• _STORED ROWS_:
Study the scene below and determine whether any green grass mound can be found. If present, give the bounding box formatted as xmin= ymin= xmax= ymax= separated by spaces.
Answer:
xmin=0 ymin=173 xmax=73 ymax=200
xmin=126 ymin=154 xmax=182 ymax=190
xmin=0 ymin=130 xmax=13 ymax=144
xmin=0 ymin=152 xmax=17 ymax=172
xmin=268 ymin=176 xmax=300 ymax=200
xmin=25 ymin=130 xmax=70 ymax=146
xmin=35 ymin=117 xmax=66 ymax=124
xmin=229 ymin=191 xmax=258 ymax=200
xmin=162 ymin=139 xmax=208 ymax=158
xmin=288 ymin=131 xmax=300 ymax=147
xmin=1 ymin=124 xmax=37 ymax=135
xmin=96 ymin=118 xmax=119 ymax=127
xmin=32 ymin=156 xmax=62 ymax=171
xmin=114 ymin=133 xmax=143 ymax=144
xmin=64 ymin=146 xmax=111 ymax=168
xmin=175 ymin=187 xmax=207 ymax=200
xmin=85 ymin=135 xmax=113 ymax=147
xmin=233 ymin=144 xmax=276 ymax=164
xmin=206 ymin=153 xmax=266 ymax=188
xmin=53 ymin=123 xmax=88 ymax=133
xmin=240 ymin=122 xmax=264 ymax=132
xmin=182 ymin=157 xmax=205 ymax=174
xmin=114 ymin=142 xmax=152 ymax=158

• _SHORT TASK_:
Shift every bounding box in the records above by adding 60 to each of its coordinates. Write out all the lines again in full, leaving every line that isn't a box unchanged.

• _TASK RESULT_:
Study the scene below and determine whether any green grass mound can be found. If present, give the bounding box formatted as xmin= ymin= xmax= ymax= separated by spaces.
Answer:
xmin=60 ymin=233 xmax=133 ymax=260
xmin=186 ymin=214 xmax=242 ymax=250
xmin=60 ymin=190 xmax=73 ymax=204
xmin=60 ymin=212 xmax=77 ymax=232
xmin=328 ymin=236 xmax=360 ymax=260
xmin=85 ymin=190 xmax=130 ymax=206
xmin=95 ymin=177 xmax=126 ymax=184
xmin=289 ymin=251 xmax=318 ymax=260
xmin=222 ymin=199 xmax=268 ymax=218
xmin=348 ymin=191 xmax=360 ymax=207
xmin=61 ymin=184 xmax=97 ymax=195
xmin=156 ymin=178 xmax=179 ymax=187
xmin=92 ymin=216 xmax=122 ymax=231
xmin=174 ymin=193 xmax=203 ymax=204
xmin=124 ymin=206 xmax=171 ymax=228
xmin=235 ymin=247 xmax=267 ymax=260
xmin=145 ymin=195 xmax=173 ymax=207
xmin=293 ymin=204 xmax=336 ymax=224
xmin=266 ymin=213 xmax=326 ymax=248
xmin=113 ymin=183 xmax=148 ymax=193
xmin=300 ymin=182 xmax=324 ymax=192
xmin=242 ymin=217 xmax=265 ymax=234
xmin=174 ymin=202 xmax=212 ymax=218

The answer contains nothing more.